Wenn es um Krankheitsrisikos geht bietet die eigene Familiengeschichte wertvolle Hinweise. Woran sind die Großeltern, Eltern, Tanten und Onkeln erkrankt? Ist die einfache Grundfrage, die der Ausgangspunkt für eine individuelle Entscheidungen sein kann. Abgesehen von einem gesunden Lebensstil und die Inanspruchnahme von Früherkennungsmethoden könnten in Zukunft auch genetische Typisierungen eine Option werden.

Bei Brustkrebs gibt es bekannte Risikogene. BRCA1 und BRCA2 (BReast CAncer Gene 1 und 2, engl. für Brustkrebsgen 1/2) sind Gene, die jede Frau und jeder Mann von Geburt an trägt. Die Proteine, die nach Vorbild der Gene gebildet werden, besitzen eine wichtige Funktion bei der Reparatur von Zellschäden. Sie sind also daran beteiligt, die Entstehung von Krebs zu verhindern. Eine angeborene krankheitsassoziierte Veränderung, auch "Mutation" genannt, in einem dieser beiden Gene, beeinträchtigt die Reparaturfunktion der Proteine. Dies führt zu einer starken Risikoerhöhung an Brust- und Eierstockkrebs zu erkranken.

Hohes Risiko

Frauen, die eine Veränderung im BRCA1- oder BRCA2-Gen tragen, haben ein stark erhöhtes Risiko im Laufe des Lebens an Brust- und Eierstockkrebs zu erkranken. Nach dem heutigen Wissensstand liegt die Wahrscheinlichkeit bei einer Genveränderung an Brustkrebs zu erkranken bei bis zu 85 Prozent und die Wahrscheinlichkeit an Eierstockkrebs zu erkranken bei bis zu 53 Prozent. Viele Betroffene entscheiden sich deshalb für die Entfernung dieser Risikoorgane.

Am Deutschen Krebsforschungszentrum untersuchte man das Genom nach weiteren Risikogenen für Brustkrebs. Zahlreiche genetische Marker, die mit diesem familiären Brustkrebsrisiko assoziiert sind, liegen außerhalb der proteinkodierenden Bereiche des Genoms und wirken wahrscheinlich regulierend auf die Aktivität benachbarter Gene.

In einem großen internationalen Verbund haben Wissenschaftler nun genomweite Assoziationsstudien mit einer Abschätzung der Genaktivität kombiniert. So konnten sie 48 Gene identifizieren, deren Aktivität mit Brustkrebs-Risiko assoziiert ist. Darunter sind 14 Gene, die bislang noch nicht mit Brustkrebs in Verbindung gebracht worden waren. Die Funktionsuntersuchung dieser Gene kann weiteren Aufschluss geben über die Tumorbiologie von Brustkrebs und so möglicherweise Zielstrukturen für neue Therapien identifizieren.
━━━━━━
AUFGABEN:
**a)** Können Sie aus dem Text über das Brustkrebsrisiko die Stelle herausschreiben, die bei den Worten „Hohes Risiko“ beginnt und nach „Entfernung dieser Risikoorgane.“ endet?
**b)** Wie lässt sich der Absatz im Text über das Brustkrebsrisiko, der mit „Frauen, die eine Veränderung“ beginnt, in knappen Stichpunkten wiedergeben, ohne seine wichtigsten Fakten zu verlieren?
**c)** Wie könnte der Text über genetische Risiken für Brustkrebs nach seinem letzten Satz weitergehen? Führen Sie ihn fort.

GEGEBENE DATENSÄTZE:
━━━━━━
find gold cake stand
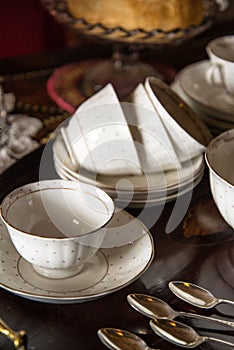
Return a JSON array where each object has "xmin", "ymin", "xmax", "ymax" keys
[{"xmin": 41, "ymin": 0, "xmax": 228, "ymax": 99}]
━━━━━━
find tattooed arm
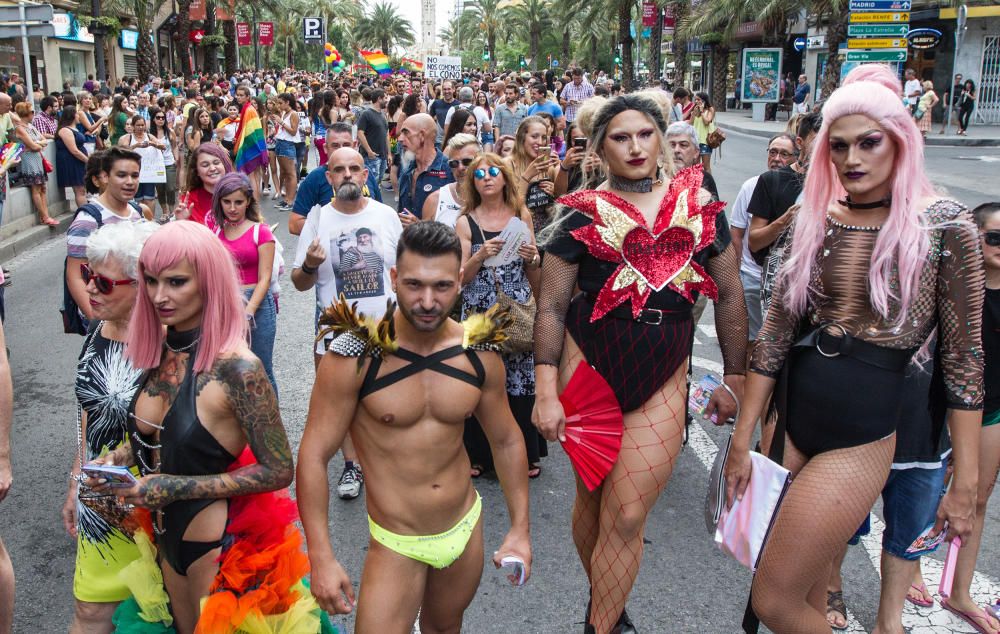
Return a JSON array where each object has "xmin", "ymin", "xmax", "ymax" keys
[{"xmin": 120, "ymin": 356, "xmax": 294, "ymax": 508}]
━━━━━━
LÖSUNGEN:
**a)**
Hohes Risiko

Frauen, die eine Veränderung im BRCA1- oder BRCA2-Gen tragen, haben ein stark erhöhtes Risiko im Laufe des Lebens an Brust- und Eierstockkrebs zu erkranken. Nach dem heutigen Wissensstand liegt die Wahrscheinlichkeit bei einer Genveränderung an Brustkrebs zu erkranken bei bis zu 85 Prozent und die Wahrscheinlichkeit an Eierstockkrebs zu erkranken bei bis zu 53 Prozent. Viele Betroffene entscheiden sich deshalb für die Entfernung dieser Risikoorgane.

**b)**
- Trägerinnen einer Veränderung im BRCA1- oder BRCA2-Gen haben ein stark erhöhtes Lebenszeitrisiko für Brust- und Eierstockkrebs.
- Nach heutigem Wissensstand liegt die Wahrscheinlichkeit für Brustkrebs bei bis zu 85 Prozent.
- Für Eierstockkrebs liegt sie bei bis zu 53 Prozent.
- Viele Betroffene lassen deshalb diese Risikoorgane entfernen.

**c)**
Im Detail

Im Fokus der Forscher waren die winzigen Erbgut-Varianten, die sich nur in einem einzigen DNA-Baustein voneinander unterscheiden (SNPs "single nucleotide polymorphisms") auf eine Assoziation mit dem Brustkrebsrisiko. "Uns interessieren besonders solche SNPs, die mit der Genexpression im Brustgewebe assoziiert sind. Wir gehen davon aus, dass sie uns dabei helfen, Gene zu identifizieren, die durch veränderte Aktivität zur Brustkrebsentstehung beitragen", sagt Jenny Chang Claude vom Deutschen Krebsforschungszentrum.

Insgesamt wurden Erbgut-Analysen von 229.000 Frauen in die Untersuchung einbezogen, über die Hälfte davon war an Brustkrebs erkrankt. Studien solcher Größenordnungen sind notwendig, um statistisch gesicherte Aussagen zu den einzelnen SNPs machen zu können.

Am Ende hatten die Wissenschaftler 48 Gene identifiziert, deren veränderte Expression signifikant mit einem erhöhten Brustkrebsrisiko assoziiert ist. 14 darunter waren bis jetzt noch nicht im Zusammenhang mit Brustkrebs bekannt. 13 der 48 Gene, die eine besonders starke Risikoassoziation aufwiesen, schalteten die Wissenschaftler in verschiedenen Brustkrebszelllinien gezielt aus. In elf Fällen hatte dies Veränderungen im Zellwachstum und in der Fähigkeit zur Koloniebildung zur Folge – beides gilt als wichtige Mechanismen in der Krebsentstehung. (red, 25.6.2018)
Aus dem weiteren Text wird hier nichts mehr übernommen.